Reproduce the entire listing word for word.
====== Data lines
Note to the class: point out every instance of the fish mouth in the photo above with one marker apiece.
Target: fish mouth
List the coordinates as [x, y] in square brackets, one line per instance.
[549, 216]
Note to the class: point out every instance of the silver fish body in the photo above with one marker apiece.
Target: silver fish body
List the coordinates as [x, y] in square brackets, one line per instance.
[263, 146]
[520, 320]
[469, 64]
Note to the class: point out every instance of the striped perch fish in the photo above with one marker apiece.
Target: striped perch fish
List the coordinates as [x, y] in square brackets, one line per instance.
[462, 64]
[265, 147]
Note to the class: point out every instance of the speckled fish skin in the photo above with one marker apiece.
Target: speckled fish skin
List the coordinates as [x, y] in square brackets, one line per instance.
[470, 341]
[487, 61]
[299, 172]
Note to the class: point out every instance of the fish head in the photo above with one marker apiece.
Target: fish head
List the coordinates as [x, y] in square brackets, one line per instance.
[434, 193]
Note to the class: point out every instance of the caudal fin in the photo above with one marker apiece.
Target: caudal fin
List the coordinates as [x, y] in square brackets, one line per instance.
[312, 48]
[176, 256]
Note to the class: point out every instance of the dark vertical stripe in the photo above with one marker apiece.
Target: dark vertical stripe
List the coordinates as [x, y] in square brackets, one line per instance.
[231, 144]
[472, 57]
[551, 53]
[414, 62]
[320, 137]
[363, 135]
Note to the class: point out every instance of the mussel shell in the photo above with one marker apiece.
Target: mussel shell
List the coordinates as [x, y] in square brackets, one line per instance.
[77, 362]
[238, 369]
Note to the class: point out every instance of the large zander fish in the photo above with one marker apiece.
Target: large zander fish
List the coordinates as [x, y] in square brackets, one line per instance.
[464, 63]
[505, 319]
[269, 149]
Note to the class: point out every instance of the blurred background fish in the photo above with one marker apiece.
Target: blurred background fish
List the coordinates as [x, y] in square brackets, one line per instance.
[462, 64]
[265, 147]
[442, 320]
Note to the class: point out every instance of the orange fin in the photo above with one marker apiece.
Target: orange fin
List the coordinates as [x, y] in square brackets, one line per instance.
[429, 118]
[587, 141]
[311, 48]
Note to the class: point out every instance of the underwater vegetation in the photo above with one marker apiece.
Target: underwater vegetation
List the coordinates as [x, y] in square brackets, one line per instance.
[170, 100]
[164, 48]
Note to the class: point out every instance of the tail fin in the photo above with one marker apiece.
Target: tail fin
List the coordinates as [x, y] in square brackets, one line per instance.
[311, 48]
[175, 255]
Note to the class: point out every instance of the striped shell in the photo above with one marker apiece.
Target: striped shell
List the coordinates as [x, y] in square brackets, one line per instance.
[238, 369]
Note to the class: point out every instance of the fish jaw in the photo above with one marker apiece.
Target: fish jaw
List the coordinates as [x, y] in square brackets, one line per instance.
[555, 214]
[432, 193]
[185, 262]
============
Result of the exercise.
Note to the class: point out every instance of the fish mouth in the photo above with one marker apiece.
Target: fish mouth
List the coordinates as [x, y] in square brackets, one line per instance.
[549, 216]
Note to the class: point out every instance of the silver fish body in the photo above with one marker apiece.
Target: silver fish body
List the coordinates as [x, y] in square brackets, one line per instance.
[263, 146]
[520, 320]
[469, 64]
Note to the class: point out every instance of the striped perch fish in the photo above with one marker apiece.
Target: striped perch fish
List the coordinates as [x, y] in square brackets, one line per instance.
[462, 64]
[265, 147]
Note to the class: point out every instance of the speckled fish skin in the photo above with one marker apiece.
Target: speckled fish skin
List the coordinates as [x, y] in square brackets, one line per instance.
[470, 341]
[487, 61]
[299, 172]
Note to the class: point out every instance of the fish head in the photo above with one marker apiece.
Target: fish head
List the coordinates as [x, y] in square brackets, one line per instance.
[434, 193]
Note to the class: point out every instance of the caudal fin in the photo above with one marker apiece.
Target: caudal fin
List the coordinates as [x, y] in square brackets, one line per instance.
[312, 48]
[176, 256]
Note to the class: point out every instance of the dark vertical stripe in the photo above with one marker apiece.
Target: dark vertical stripe
List the coordinates as [x, y] in square brackets, one line per instance.
[231, 144]
[472, 57]
[551, 53]
[414, 62]
[320, 137]
[363, 135]
Note to the class: point out every instance of the mussel shell in the photo above with one marker apiece.
Target: mussel shell
List the coordinates as [x, y] in square brackets, one line per instance.
[77, 362]
[238, 369]
Note to the class: point out every instance of the large zander fish in the photo above with one marker apiece.
Target: large zander fish
List the coordinates as [x, y] in square brackets, one line per instance.
[464, 63]
[505, 319]
[269, 149]
Note to the class: point out every instance of the blurred background fish in the photo above with one marker apiece.
Target: blurred background fish
List the coordinates as [x, y] in square brackets, one line per instance.
[462, 64]
[265, 147]
[442, 320]
Note to the class: point out every instance of the orange fin in the photo above with one marker apiece.
Target: orange fin
List the coordinates as [x, y] in square brackets, one line per instance.
[429, 118]
[587, 141]
[311, 48]
Note to the class: point out every instance of the underwater vegetation in the photo above with one marker apiece.
Target: underwater vegetation
List the coordinates as [x, y] in square brackets, one line per instance.
[170, 100]
[164, 48]
Note to the class: point out every instance of the tail fin in the photo above with one marker apiece.
Target: tail fin
List the coordinates as [x, y] in square brackets, one line per instance.
[311, 48]
[175, 255]
Note to the class: point out every instance of the striped shell in the photo above with one marker apiece.
Target: striped shell
List the coordinates as [x, y] in square brackets, one line per instance.
[238, 369]
Note to the class: point out every instance of the fish jaw in the photo above with one marker apiece.
Target: fish jaw
List the coordinates as [x, y] in square brackets, one line per instance.
[555, 214]
[432, 193]
[185, 262]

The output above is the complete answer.